● **Extrait du texte**:
===============
Le Nouveau Musée de Bienne consacre une remarquable exposition à la grève générale de 1918 et le contexte de guerre et de privations dans lequel elle s'est inscrite. A voir jusqu'à la fin de cette année
Les impacts de la Première Guerre mondiale, la paupérisation dramatique des couches populaires, la grève générale: le Nouveau Musée de Bienne a fait de ces trois événements le fil rouge de son exposition «1918, Guerre et Paix» visible jusqu'à la fin de cette année. «Tout est lié. On ne peut pas comprendre la grève générale sans saisir le contexte de l'époque dans laquelle elle s'est déroulée», explique Florian Eitel, conservateur de la partie historique du Musée. L'exposition dont il est le maître d’œuvre illustre de manière vivante et didactique cette période trouble, marquée par la guerre en Europe, les conflits sociaux et la misère. Un climat douloureux auquel s'ajoutaient encore les affres de la grippe espagnole. Elle en retrace l'histoire globale tout en mettant la focale sur les événements particuliers qui ont marqué la région biennoise. Une plongée dans le passé régional qui a réservé aux chercheurs son lot de surprises: «Nous avons été étonnés par la profondeur de la misère sociale qui régnait ici à cette époque. Pour beaucoup, trouver de quoi manger relevait d'une lutte quotidienne.»
Emeutes de la faim
Une lutte qui prit une tournure dramatique le 8 juillet 1918, où Bienne fut le théâtre d'une émeute de la faim d'une rare violence. Bravant l'interdiction de manifester décrétée par les autorités locales, près de 800 personnes se rassemblent ce jour-là au cœur de la vieille ville pour s'élever contre la pénurie alimentaire et contre les prix prohibitifs du lait et des pommes de terre, notamment. Face à la répression, les protestataires lancent des pavés et des pierres sur les policiers et les façades des bâtiments officiels. La réserve de pommes de terre communale est pillée. Le lendemain, le général Ulrich Wille – dont les inclinations autoritaires sont notoires – débarque en ville et la place sous le commandement de l'armée. Il fait poser une mitrailleuse à la place du Bourg. Le bilan de l'émeute est lourd. Très lourd: un ouvrier de 22 ans, Edmond Jeannet, meurt des suites d'une balle perdue dans un tir de sommation. Ce drame n'empêchera pas la justice militaire de condamner 21 manifestants à des peines allant jusqu'à deux mois de prison. Et un certain nombre d'entre eux l'ont été pour de simples vols de pommes de terre...
===============
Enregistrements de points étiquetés

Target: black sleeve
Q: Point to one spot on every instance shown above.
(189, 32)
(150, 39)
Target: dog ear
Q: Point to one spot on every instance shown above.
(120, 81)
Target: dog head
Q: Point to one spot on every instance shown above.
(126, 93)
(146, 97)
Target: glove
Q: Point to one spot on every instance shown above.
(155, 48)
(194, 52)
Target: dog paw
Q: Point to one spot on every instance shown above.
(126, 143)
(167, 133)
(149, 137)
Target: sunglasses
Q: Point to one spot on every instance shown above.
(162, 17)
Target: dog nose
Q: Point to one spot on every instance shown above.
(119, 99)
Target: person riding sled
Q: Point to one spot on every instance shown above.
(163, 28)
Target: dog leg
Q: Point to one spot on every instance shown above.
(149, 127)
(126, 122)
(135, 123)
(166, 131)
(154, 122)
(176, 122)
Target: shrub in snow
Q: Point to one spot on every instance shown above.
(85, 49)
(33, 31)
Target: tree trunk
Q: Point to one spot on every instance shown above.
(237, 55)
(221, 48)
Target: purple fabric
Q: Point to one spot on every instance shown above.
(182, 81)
===============
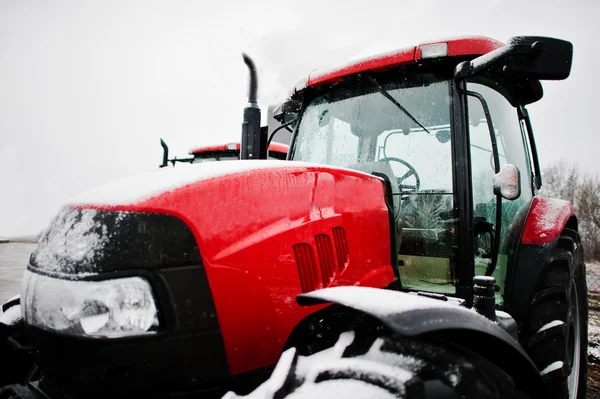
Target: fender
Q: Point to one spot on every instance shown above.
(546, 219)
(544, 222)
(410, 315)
===============
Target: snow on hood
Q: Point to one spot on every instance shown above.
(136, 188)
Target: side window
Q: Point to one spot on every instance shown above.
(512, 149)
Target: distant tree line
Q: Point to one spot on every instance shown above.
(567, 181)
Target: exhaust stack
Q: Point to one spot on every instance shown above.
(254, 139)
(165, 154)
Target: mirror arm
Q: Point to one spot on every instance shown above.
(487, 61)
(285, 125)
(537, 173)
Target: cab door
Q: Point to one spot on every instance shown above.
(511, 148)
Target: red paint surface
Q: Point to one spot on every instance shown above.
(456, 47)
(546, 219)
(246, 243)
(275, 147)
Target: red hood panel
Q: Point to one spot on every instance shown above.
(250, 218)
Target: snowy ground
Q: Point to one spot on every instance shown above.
===============
● **Travail demandé**:
(a) Répondez aux questions suivantes à partir de l'article sur l'exposition biennoise consacrée à 1918 :
(i) Quel est le titre de l'exposition du Nouveau Musée de Bienne ?
(ii) Combien de personnes se sont rassemblées dans la vieille ville le 8 juillet 1918 ?
(iii) Combien de manifestants la justice militaire a-t-elle condamnés ?
(b) Poursuivez l'article sur l'exposition biennoise consacrée à 1918 après sa dernière phrase.

● **Réponses attendues**:
(a)
(i) «1918, Guerre et Paix»
(ii) Près de 800 personnes
(iii) 21 manifestants

(b)
Tension à son comble
Cette émeute et la manière de la réprimer en disent long sur le climat social qui prévalait alors sur fond de pénurie liée à la guerre sévissant aux frontières du pays. Et c'est cela qui va creuser le lit de ce qui deviendra, en Suisse, la plus grande grève de tous les temps, la grève générale observée par 250000 salariés du 12 au 14 novembre 1918.
L'exposition du Nouveau Musée de Bienne se penche bien sûr sur la dimension nationale de cette grève mais aussi sur son volet régional. Très syndiqués, en particulier dans l'industrie horlogère, les travailleurs de la région biennoise et du Jura bernois réussirent à stopper les activités de la plupart des entreprises et des services publics.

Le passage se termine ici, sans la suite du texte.